----- Exercise materials -----
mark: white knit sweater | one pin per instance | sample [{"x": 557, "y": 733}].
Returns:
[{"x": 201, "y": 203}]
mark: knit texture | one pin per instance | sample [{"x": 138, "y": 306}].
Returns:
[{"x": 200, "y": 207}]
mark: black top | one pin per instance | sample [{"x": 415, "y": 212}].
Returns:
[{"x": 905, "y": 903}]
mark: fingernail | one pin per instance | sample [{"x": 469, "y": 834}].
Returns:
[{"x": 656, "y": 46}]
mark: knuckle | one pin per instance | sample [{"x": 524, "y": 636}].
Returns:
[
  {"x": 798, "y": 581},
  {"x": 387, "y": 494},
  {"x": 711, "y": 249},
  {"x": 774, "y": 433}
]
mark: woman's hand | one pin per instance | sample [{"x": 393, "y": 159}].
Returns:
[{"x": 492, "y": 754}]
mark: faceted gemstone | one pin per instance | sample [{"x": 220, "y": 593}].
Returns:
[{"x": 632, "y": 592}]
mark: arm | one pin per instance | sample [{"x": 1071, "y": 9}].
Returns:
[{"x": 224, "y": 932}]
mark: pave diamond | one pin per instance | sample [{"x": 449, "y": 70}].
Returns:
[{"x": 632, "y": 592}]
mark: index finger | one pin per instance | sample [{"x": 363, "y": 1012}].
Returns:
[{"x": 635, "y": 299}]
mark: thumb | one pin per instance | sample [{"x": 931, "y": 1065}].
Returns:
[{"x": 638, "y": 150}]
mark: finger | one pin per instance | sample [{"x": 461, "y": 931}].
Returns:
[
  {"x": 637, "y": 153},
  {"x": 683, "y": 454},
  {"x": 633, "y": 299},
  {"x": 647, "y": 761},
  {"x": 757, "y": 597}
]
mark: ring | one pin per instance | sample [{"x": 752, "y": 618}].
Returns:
-----
* The problem
Lines containing "knit": tally them across the records above and give the total alone.

* Exercise output
2